## Source text:
+ + + + + + +
That should be a pretty easy question to answer, or so I thought.  3062 lots?  3741?  5000?  The correct answer will have major consequences on the outcome of the litigation commencing over the control of the Somersett Owners Association (SOA).  And the issues involved are not limited to Somersett – they apply to virtually all Master Developer controlled Planned Unit Developments (PUD) and their HOAs.

The Somersett PUD was boosted to 3062 lots in March 2009 from the 2648 lots previously approved by the City of Reno.  The PUD approval is a land use designation delineating the general development plan, but also includes the Project Design Book and the CCRs for the project.   Reno really doesn’t give a rat’s patootie about enforcing the details of the design standards, and lacks standing to enforce the CCR’s, as that is a state issue.  A summary of the density and lot count changes approved by Reno in 2009 can be found HERE, approving 3062 lots, up from 2648.   If you want to view an annotated map of where the 2009 changes affected the previously approvals, take a look at this MAP.  Mouse over the yellow Post-Its for information.  You can enlarge the map for more parcel detail.

Don’t ever confuse the Somersett PUD as approved by Reno with “Somersett” as defined by the master developer written CCRs.  Additional subdivisions outside of the approved Somersett PUD can be added to the SOA.  There are 3 approved subdivisions that have been, or are in line to, annex into the SOA – Sierra Canyon II with 375 lots, Wintercreek with 142 lots, and SBE with 162 lots.  This would bring “Somersett” as defined by the SOA up to 3741 lots.  Reno doesn’t care – they only regulate land use issues, public safety issues like fire and police coverage, and gain property tax revenue from the additional lots.  They do not care about the adequacy of the  project’s amenities for the residents.
+ + + + + + +
## Data listing:
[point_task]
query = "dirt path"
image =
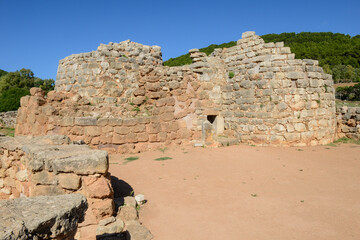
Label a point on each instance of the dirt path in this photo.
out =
(244, 192)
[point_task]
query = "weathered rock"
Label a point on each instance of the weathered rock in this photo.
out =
(41, 217)
(127, 213)
(137, 231)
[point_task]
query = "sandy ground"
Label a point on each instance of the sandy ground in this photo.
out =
(244, 192)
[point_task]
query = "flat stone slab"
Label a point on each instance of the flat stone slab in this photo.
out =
(43, 217)
(54, 154)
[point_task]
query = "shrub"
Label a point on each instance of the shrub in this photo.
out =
(10, 99)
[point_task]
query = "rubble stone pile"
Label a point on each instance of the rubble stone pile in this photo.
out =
(121, 98)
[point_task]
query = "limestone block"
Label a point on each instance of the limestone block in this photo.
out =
(118, 139)
(69, 181)
(67, 122)
(96, 187)
(247, 34)
(22, 175)
(101, 208)
(300, 127)
(85, 121)
(295, 75)
(138, 231)
(46, 190)
(122, 130)
(95, 161)
(109, 226)
(45, 217)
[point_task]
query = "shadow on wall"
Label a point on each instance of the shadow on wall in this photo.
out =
(121, 188)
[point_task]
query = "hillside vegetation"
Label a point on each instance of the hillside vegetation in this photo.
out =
(14, 85)
(338, 54)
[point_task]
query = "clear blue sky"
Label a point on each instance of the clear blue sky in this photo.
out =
(37, 34)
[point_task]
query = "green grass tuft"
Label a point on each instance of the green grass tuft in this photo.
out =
(130, 159)
(347, 140)
(8, 131)
(162, 158)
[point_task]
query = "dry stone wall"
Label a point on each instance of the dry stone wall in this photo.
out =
(8, 119)
(121, 98)
(348, 122)
(43, 217)
(51, 166)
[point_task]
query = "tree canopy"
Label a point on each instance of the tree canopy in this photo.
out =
(338, 54)
(14, 85)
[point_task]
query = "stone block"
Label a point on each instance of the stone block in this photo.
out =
(122, 130)
(109, 226)
(22, 175)
(69, 181)
(247, 34)
(94, 161)
(96, 187)
(43, 178)
(46, 190)
(295, 75)
(300, 127)
(85, 121)
(127, 213)
(92, 131)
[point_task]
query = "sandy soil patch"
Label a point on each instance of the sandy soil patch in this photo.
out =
(244, 192)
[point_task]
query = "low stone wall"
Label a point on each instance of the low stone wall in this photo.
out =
(8, 119)
(102, 126)
(49, 165)
(42, 217)
(121, 98)
(348, 122)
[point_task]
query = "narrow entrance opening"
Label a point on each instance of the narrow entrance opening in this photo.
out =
(211, 118)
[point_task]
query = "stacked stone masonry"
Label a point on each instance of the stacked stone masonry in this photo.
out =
(348, 121)
(8, 119)
(42, 217)
(51, 166)
(122, 98)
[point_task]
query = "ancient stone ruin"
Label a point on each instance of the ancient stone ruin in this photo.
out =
(120, 97)
(53, 166)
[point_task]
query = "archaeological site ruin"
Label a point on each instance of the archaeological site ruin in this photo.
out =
(120, 98)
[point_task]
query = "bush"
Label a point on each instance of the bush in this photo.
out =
(10, 99)
(349, 93)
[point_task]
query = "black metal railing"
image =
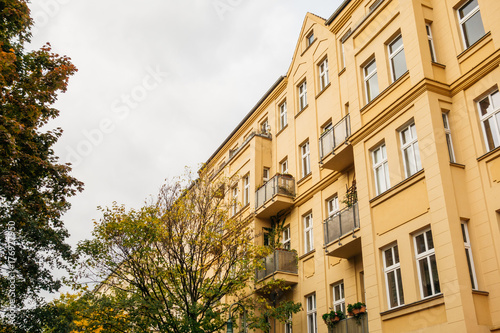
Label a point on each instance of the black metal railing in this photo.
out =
(342, 223)
(334, 137)
(278, 261)
(279, 184)
(350, 325)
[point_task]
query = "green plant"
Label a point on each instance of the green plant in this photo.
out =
(332, 318)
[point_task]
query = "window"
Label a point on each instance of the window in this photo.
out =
(288, 324)
(447, 133)
(308, 233)
(489, 114)
(397, 58)
(371, 80)
(323, 74)
(283, 116)
(284, 166)
(431, 42)
(246, 190)
(286, 238)
(426, 264)
(471, 23)
(409, 148)
(393, 281)
(302, 95)
(310, 38)
(333, 205)
(264, 127)
(342, 47)
(312, 326)
(338, 297)
(380, 169)
(265, 174)
(468, 254)
(306, 160)
(234, 209)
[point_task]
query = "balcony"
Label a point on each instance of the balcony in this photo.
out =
(337, 229)
(333, 153)
(350, 325)
(282, 264)
(274, 196)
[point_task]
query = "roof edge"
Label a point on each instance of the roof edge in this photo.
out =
(262, 99)
(337, 12)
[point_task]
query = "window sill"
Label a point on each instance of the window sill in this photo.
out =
(321, 92)
(307, 255)
(471, 49)
(406, 309)
(401, 186)
(303, 179)
(305, 107)
(488, 154)
(281, 130)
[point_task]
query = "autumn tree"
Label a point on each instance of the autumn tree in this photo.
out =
(34, 186)
(171, 265)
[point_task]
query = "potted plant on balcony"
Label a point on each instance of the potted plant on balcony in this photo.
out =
(356, 310)
(332, 318)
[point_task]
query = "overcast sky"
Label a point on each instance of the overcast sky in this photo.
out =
(160, 85)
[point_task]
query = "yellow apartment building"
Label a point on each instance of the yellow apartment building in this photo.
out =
(382, 141)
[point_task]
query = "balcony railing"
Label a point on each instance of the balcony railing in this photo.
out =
(342, 223)
(279, 184)
(334, 137)
(278, 261)
(349, 325)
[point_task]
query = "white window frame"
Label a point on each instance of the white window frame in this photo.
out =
(393, 268)
(306, 159)
(310, 38)
(284, 166)
(394, 54)
(303, 95)
(338, 303)
(283, 115)
(468, 253)
(492, 118)
(431, 42)
(324, 80)
(235, 200)
(312, 325)
(410, 151)
(381, 168)
(246, 190)
(367, 76)
(447, 133)
(426, 257)
(286, 242)
(308, 233)
(333, 205)
(463, 20)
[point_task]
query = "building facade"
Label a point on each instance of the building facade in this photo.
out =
(381, 143)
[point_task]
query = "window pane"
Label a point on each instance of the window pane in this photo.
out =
(467, 8)
(388, 258)
(430, 242)
(420, 243)
(473, 29)
(400, 287)
(393, 296)
(435, 276)
(425, 276)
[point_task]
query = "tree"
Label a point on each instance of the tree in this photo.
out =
(173, 265)
(34, 187)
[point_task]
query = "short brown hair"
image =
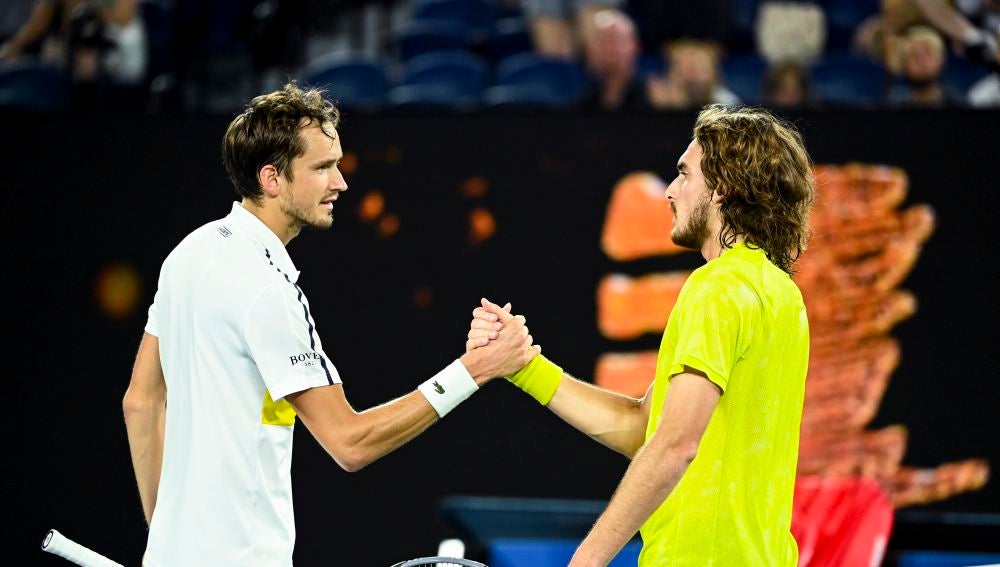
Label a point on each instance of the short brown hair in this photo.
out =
(759, 166)
(267, 132)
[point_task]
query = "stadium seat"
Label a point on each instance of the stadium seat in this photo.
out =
(423, 36)
(158, 20)
(351, 81)
(848, 80)
(429, 96)
(743, 74)
(960, 74)
(651, 64)
(523, 97)
(509, 36)
(744, 20)
(459, 71)
(542, 78)
(474, 16)
(31, 85)
(844, 17)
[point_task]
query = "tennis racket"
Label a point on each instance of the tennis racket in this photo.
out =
(58, 544)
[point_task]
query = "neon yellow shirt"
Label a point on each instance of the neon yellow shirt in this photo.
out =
(741, 321)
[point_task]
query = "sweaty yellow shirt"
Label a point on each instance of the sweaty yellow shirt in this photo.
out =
(741, 321)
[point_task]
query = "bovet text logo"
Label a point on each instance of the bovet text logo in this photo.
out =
(306, 358)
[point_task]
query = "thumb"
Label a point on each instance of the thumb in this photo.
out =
(501, 314)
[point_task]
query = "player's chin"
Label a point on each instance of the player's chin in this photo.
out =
(323, 221)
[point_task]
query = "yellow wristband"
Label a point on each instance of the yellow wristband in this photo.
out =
(540, 378)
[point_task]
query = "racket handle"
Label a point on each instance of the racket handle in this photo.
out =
(58, 544)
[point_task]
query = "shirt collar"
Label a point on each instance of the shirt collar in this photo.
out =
(260, 233)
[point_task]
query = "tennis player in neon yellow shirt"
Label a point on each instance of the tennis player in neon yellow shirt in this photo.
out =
(714, 441)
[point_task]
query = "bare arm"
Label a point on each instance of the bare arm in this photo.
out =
(945, 18)
(656, 469)
(145, 407)
(614, 420)
(355, 439)
(31, 31)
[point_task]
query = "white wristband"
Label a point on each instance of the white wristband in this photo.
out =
(448, 388)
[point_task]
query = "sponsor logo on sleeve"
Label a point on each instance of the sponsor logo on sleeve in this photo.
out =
(305, 359)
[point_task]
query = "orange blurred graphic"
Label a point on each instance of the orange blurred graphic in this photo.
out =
(863, 247)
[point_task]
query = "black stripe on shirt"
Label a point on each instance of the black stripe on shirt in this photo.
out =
(305, 312)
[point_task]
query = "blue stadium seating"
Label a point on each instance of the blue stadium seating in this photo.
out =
(742, 74)
(474, 16)
(351, 81)
(554, 78)
(423, 36)
(509, 36)
(430, 96)
(523, 97)
(461, 72)
(843, 79)
(960, 74)
(843, 18)
(28, 84)
(651, 64)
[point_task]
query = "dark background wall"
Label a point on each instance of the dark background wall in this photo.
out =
(84, 192)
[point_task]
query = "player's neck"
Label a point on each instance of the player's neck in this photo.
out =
(712, 248)
(275, 219)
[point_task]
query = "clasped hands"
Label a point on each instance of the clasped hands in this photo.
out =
(501, 338)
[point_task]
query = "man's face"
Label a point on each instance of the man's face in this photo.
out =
(923, 61)
(690, 200)
(308, 200)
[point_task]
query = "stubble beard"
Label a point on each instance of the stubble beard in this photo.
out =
(693, 234)
(304, 215)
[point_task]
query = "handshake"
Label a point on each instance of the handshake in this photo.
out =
(499, 344)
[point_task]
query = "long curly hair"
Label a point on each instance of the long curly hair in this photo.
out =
(759, 166)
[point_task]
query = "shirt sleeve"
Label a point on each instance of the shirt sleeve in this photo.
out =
(714, 325)
(281, 336)
(153, 318)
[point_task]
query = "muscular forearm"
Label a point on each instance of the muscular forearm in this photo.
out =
(945, 18)
(383, 429)
(144, 421)
(35, 27)
(614, 420)
(653, 474)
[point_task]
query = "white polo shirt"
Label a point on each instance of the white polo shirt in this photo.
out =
(236, 335)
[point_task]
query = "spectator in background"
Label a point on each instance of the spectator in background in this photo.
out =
(788, 31)
(786, 85)
(973, 26)
(922, 59)
(561, 28)
(13, 14)
(661, 22)
(693, 78)
(94, 39)
(613, 53)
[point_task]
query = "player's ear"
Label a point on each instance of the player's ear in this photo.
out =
(268, 177)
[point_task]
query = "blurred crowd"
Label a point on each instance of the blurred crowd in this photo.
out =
(211, 55)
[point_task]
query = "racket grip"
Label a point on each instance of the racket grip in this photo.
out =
(58, 544)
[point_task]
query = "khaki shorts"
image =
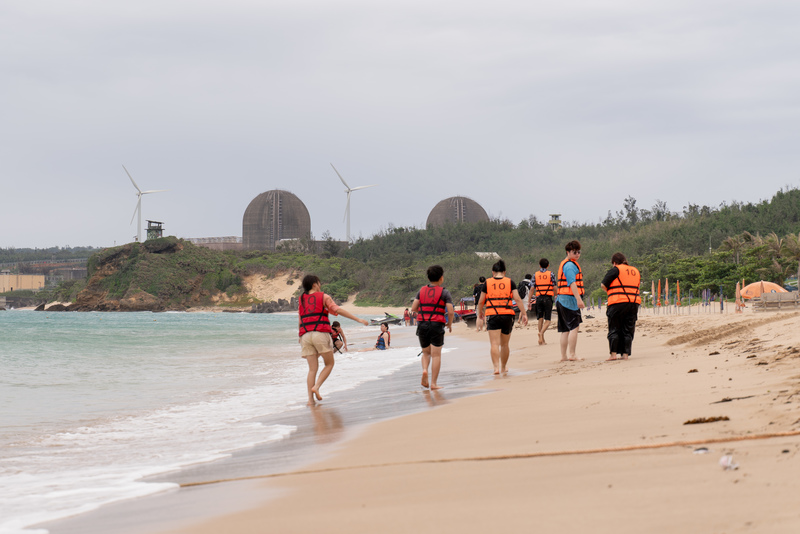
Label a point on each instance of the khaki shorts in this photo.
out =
(315, 343)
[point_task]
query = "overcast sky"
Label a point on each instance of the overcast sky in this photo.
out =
(527, 107)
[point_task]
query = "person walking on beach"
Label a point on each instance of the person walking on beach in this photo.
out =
(432, 302)
(622, 309)
(384, 338)
(569, 300)
(315, 333)
(498, 295)
(544, 290)
(525, 292)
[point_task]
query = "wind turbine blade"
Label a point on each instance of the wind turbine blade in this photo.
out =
(340, 177)
(131, 177)
(136, 209)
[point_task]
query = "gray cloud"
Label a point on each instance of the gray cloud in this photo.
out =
(526, 107)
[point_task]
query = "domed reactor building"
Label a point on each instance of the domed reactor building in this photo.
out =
(456, 210)
(272, 217)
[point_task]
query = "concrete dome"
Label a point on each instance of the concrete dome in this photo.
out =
(273, 216)
(456, 210)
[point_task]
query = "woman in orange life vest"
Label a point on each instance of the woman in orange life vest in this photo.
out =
(622, 285)
(315, 332)
(496, 302)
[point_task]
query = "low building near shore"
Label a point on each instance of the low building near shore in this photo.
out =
(16, 282)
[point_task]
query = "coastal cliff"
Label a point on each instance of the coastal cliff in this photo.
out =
(158, 275)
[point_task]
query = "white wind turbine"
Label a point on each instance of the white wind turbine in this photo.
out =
(138, 210)
(348, 191)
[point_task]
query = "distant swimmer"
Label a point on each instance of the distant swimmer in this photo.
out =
(622, 285)
(315, 333)
(496, 303)
(434, 307)
(338, 337)
(544, 291)
(569, 300)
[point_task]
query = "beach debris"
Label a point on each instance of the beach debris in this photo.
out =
(729, 399)
(726, 462)
(701, 420)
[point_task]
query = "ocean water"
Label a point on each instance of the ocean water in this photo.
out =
(91, 403)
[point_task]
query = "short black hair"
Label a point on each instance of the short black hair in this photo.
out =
(435, 273)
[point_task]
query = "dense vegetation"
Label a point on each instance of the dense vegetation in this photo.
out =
(703, 247)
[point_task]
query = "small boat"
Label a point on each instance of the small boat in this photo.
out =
(389, 319)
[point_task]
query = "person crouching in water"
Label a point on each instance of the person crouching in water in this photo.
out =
(315, 333)
(622, 285)
(431, 304)
(338, 337)
(496, 304)
(384, 339)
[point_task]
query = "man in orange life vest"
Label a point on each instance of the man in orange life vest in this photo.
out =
(431, 304)
(569, 300)
(622, 285)
(544, 286)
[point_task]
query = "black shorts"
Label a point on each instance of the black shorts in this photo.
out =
(430, 333)
(544, 308)
(504, 323)
(568, 320)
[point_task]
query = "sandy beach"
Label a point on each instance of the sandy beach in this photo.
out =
(590, 446)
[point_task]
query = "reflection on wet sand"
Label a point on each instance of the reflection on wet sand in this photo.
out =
(328, 424)
(434, 397)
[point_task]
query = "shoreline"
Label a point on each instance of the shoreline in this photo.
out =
(321, 432)
(588, 446)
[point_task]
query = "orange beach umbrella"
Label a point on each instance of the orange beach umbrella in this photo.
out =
(757, 288)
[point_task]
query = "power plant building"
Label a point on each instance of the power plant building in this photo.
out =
(273, 217)
(455, 210)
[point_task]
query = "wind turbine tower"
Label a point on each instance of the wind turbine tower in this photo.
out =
(349, 190)
(138, 211)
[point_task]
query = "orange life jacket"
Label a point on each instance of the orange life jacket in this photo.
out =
(499, 298)
(313, 314)
(543, 284)
(431, 304)
(563, 286)
(625, 288)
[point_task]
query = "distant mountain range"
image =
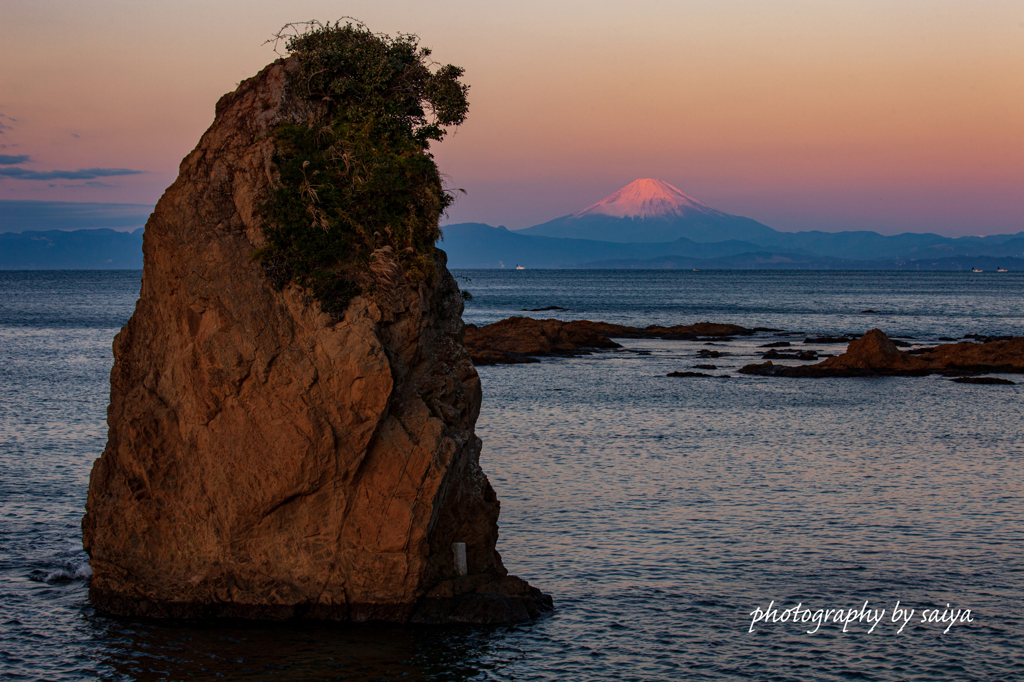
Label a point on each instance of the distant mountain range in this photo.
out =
(646, 224)
(71, 250)
(651, 224)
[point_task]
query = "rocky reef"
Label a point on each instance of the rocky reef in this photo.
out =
(876, 354)
(268, 460)
(524, 339)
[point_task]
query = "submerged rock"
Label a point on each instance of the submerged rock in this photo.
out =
(991, 381)
(876, 354)
(267, 460)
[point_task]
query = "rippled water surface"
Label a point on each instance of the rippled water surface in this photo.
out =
(658, 512)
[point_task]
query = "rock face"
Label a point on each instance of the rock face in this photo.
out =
(266, 461)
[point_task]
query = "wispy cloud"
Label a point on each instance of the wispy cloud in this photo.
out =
(83, 174)
(16, 216)
(88, 183)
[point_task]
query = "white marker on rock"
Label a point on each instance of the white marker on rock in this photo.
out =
(461, 567)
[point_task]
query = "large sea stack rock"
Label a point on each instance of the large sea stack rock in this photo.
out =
(266, 460)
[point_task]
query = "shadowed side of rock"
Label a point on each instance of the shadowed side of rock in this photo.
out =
(265, 460)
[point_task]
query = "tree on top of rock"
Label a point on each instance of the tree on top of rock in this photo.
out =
(358, 195)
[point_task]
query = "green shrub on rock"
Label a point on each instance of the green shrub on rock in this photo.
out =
(358, 194)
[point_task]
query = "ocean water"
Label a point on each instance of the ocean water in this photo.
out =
(658, 512)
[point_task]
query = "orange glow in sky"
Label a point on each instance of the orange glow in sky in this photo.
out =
(893, 117)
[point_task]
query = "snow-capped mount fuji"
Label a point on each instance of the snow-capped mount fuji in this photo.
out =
(650, 210)
(647, 199)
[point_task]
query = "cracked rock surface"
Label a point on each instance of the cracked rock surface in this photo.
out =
(267, 461)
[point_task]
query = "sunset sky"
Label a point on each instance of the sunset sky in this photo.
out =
(886, 116)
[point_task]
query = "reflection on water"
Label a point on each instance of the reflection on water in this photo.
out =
(658, 512)
(139, 650)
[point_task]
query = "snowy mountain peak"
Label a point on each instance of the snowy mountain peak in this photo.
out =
(647, 199)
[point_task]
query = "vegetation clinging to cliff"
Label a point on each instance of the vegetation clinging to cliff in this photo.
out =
(358, 194)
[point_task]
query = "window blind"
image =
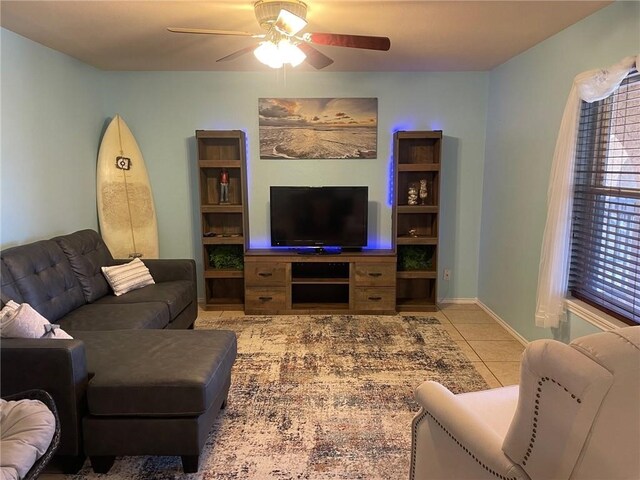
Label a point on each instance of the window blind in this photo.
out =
(605, 252)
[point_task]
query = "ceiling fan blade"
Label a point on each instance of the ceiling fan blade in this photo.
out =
(315, 58)
(237, 54)
(351, 41)
(289, 23)
(201, 31)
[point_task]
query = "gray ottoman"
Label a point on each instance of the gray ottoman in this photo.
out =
(154, 392)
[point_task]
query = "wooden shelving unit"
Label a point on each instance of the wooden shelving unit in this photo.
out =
(278, 282)
(417, 157)
(222, 224)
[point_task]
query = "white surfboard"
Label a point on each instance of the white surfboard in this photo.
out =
(126, 211)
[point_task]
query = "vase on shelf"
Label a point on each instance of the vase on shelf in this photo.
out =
(412, 193)
(423, 191)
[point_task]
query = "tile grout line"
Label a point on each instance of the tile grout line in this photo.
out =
(474, 350)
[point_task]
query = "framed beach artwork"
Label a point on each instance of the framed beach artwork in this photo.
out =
(318, 128)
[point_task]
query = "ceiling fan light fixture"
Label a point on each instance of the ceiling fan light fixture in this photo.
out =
(290, 53)
(289, 23)
(267, 53)
(275, 55)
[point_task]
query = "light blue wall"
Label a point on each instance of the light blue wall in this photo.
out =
(55, 109)
(51, 123)
(526, 100)
(164, 109)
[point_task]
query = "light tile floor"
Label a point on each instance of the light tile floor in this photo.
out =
(494, 351)
(490, 347)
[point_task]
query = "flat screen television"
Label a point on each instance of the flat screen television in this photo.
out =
(319, 216)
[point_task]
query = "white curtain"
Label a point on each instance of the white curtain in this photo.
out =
(553, 272)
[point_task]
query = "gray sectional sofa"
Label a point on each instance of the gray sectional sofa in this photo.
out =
(136, 379)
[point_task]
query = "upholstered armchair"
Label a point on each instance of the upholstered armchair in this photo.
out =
(575, 415)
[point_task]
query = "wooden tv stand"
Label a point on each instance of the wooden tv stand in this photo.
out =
(285, 282)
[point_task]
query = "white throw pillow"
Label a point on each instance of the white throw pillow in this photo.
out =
(25, 322)
(127, 277)
(8, 309)
(27, 428)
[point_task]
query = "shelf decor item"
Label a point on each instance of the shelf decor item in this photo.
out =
(423, 191)
(224, 186)
(412, 194)
(226, 257)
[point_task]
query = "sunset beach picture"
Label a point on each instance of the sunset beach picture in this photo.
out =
(318, 128)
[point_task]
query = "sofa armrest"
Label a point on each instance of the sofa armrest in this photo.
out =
(167, 269)
(57, 366)
(451, 442)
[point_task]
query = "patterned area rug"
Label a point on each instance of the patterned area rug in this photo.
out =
(318, 397)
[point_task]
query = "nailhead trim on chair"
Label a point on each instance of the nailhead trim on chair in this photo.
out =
(472, 455)
(536, 409)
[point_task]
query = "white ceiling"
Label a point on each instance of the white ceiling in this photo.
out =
(425, 35)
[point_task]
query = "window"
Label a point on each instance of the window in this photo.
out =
(605, 252)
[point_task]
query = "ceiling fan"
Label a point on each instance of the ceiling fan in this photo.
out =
(282, 43)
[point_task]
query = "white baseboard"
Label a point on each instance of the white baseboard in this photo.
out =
(507, 327)
(459, 301)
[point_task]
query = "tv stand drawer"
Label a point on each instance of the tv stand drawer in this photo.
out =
(375, 274)
(266, 273)
(375, 298)
(265, 300)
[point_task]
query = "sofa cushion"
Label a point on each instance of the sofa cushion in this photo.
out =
(25, 322)
(127, 277)
(157, 372)
(177, 295)
(26, 430)
(42, 276)
(87, 253)
(8, 288)
(97, 316)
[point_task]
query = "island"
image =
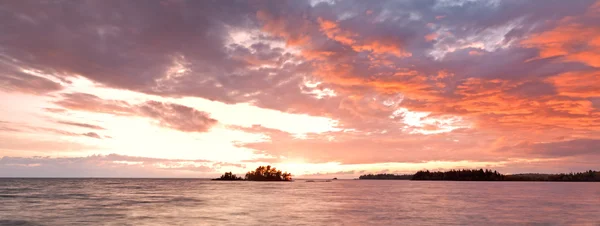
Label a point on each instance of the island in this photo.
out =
(262, 173)
(228, 176)
(385, 176)
(486, 175)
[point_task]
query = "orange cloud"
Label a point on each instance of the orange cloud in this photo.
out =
(382, 47)
(572, 38)
(578, 84)
(332, 31)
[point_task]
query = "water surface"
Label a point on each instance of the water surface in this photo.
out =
(341, 202)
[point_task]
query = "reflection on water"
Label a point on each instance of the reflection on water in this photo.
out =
(341, 202)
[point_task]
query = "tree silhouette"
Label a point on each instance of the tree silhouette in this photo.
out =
(268, 173)
(228, 176)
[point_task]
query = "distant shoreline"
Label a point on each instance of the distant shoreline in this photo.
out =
(487, 175)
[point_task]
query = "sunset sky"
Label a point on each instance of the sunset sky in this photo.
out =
(317, 88)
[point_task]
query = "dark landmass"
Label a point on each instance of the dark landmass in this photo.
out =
(460, 175)
(229, 176)
(486, 175)
(582, 176)
(262, 173)
(384, 176)
(268, 173)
+ + + + + + +
## Your tasks:
1 > Which subdivisions does the passage on Somersett lot counts name as annexed, or in line to annex, into the SOA, and how many lots does each have?
2 > Can you continue the passage on Somersett lot counts, starting right after its final sentence?

## Task-by-task outputs:
1 >
- Sierra Canyon II: 375 lots
- Wintercreek: 142 lots
- SBE: 162 lots

2 >
When a master developer files the Project Book and initial CCRs for a project, they shoot for the moon and plan for future success.  Somersett Development reserved the right to max out the number of lots in the project (SOA) at 5000.  Increases could come from renegotiation of the PUD agreement like happened in 2009, or by adding additional subdivisions to the SOA master association, or by adding additional land to the project.

A master developer always reserves the right to annex additional properties into the development, in Somersett’s case up to a total of 5000 lots.  Where these properties might come from is a one time reference in Somersett’s  CCRs that absolutely no buyer ever reads and forget even  understands.  Exhibit A is the legal description of the Reno approved PUD, and Exhibit A-1 (scroll down) delineates the properties SDC reserved the right to annex into the project / SOA.  If you are interested in what the original Declaration identified as the “annexable parcels”, you can see a believed to be accurate but not guaranteed map HERE.  A developers dibs on Annexable Parcels does in no means mean the owners of those parcels are on board with the deal or that the developer has any claim on the parcels.

So how big is Somersett?  The courts are going to have to weigh in on that if the present SOA board is legally challenged. And the legal fees will be paid by the SOA.  If SOA is taken over by the actual homeowners, the big fishes will be Toll and Ryder and the receivers of REO properties, who could very possibly control the HOA election results  Is that what the Somersett activists are expecting from their efforts to wrest control of SOA?  The cure may hurt more than the disease.

This post has highlighted Somersett, but the issues are the same for all developments with CCRs and HOAs under master developer control.  If you are buying into  this sort of development, READ the CCRs to find out what they ultimately may become.  What you see is decidedly not what you may get.